Retype all of the data that follows, line for line.

────────

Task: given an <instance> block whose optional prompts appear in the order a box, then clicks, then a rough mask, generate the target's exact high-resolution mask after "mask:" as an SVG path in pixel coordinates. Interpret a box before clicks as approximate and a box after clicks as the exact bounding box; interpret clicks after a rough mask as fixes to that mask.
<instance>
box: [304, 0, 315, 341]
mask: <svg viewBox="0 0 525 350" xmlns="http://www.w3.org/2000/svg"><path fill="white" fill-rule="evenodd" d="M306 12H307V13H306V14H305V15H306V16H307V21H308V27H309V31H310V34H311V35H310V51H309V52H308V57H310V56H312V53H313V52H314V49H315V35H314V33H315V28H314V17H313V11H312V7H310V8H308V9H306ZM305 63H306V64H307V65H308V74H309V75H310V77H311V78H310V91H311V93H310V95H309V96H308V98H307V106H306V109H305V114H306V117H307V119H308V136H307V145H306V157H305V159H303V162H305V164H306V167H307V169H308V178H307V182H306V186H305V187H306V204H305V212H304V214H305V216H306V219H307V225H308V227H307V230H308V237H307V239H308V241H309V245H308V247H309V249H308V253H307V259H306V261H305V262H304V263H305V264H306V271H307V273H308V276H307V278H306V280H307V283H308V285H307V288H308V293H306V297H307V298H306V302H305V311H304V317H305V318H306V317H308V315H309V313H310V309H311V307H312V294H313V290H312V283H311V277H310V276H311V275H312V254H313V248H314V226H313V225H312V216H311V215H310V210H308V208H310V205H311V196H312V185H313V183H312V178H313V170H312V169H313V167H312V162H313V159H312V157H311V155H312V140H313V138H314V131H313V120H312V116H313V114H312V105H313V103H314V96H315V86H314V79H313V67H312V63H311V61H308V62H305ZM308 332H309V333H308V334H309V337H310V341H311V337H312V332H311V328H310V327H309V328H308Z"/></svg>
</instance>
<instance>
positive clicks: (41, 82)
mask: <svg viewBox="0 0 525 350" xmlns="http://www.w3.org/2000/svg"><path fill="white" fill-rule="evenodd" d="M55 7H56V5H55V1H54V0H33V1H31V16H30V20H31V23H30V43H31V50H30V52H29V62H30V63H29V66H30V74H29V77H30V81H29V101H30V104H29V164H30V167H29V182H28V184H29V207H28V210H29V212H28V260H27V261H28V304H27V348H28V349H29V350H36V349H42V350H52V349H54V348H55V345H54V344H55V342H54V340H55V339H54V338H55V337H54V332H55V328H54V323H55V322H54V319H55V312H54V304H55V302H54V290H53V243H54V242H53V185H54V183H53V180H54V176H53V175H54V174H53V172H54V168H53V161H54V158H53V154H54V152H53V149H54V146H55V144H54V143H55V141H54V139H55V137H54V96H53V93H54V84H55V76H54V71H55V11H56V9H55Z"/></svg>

────────

:: EXPECTED ANSWER ::
Task: given an <instance> block whose optional prompts appear in the order a box, then clicks, then a rough mask, generate the target's exact high-resolution mask after "mask:" as an SVG path in pixel coordinates. Interpret a box before clicks as approximate and a box after clicks as the exact bounding box; interpret clicks after a rough mask as fixes to that mask.
<instance>
box: [304, 0, 315, 341]
mask: <svg viewBox="0 0 525 350" xmlns="http://www.w3.org/2000/svg"><path fill="white" fill-rule="evenodd" d="M306 12H307V13H306V14H305V15H306V16H307V21H308V27H309V31H310V34H311V35H310V51H309V52H308V57H310V56H312V53H313V52H314V49H315V35H314V33H315V28H314V17H313V11H312V7H310V8H308V9H306ZM305 63H306V64H307V65H308V74H309V75H310V77H311V78H310V91H311V93H310V95H309V96H308V98H307V106H306V109H305V114H306V117H307V119H308V136H307V145H306V157H305V159H303V162H305V164H306V167H307V169H308V178H307V182H306V186H305V187H306V204H305V212H304V214H305V216H306V219H307V225H308V227H307V230H308V237H307V239H308V241H309V245H308V247H309V249H308V253H307V259H306V261H305V262H304V263H305V264H306V271H307V273H308V276H307V278H306V280H307V283H308V285H307V288H308V293H306V297H307V298H306V302H305V311H304V317H305V318H306V317H308V315H309V313H310V309H311V307H312V294H313V290H312V283H311V277H310V276H311V275H312V254H313V248H314V226H313V225H312V216H311V215H310V210H308V208H310V205H311V196H312V185H313V183H312V178H313V170H312V169H313V167H312V162H313V159H312V157H311V155H312V140H313V138H314V131H313V120H312V116H313V114H312V105H313V103H314V96H315V86H314V79H313V67H312V63H311V61H308V62H305ZM308 332H309V333H308V334H309V337H310V341H311V337H312V332H311V328H310V327H309V328H308Z"/></svg>
</instance>
<instance>
positive clicks: (41, 82)
mask: <svg viewBox="0 0 525 350" xmlns="http://www.w3.org/2000/svg"><path fill="white" fill-rule="evenodd" d="M55 7H56V5H55V1H54V0H33V1H31V16H30V20H31V23H30V43H31V50H30V52H29V62H30V63H29V66H30V74H29V77H30V81H29V101H30V104H29V164H30V167H29V182H28V184H29V207H28V210H29V212H28V260H27V261H28V304H27V348H28V349H29V350H36V349H42V350H52V349H54V348H55V345H54V344H55V342H54V340H55V339H54V338H55V337H54V332H55V328H54V323H55V322H54V319H55V312H54V304H55V302H54V290H53V243H54V242H53V185H54V183H53V180H54V176H53V175H54V174H53V172H54V168H53V161H54V158H53V154H54V152H53V149H54V146H55V144H54V143H55V141H54V139H55V137H54V96H53V93H54V84H55V76H54V71H55V11H56V9H55Z"/></svg>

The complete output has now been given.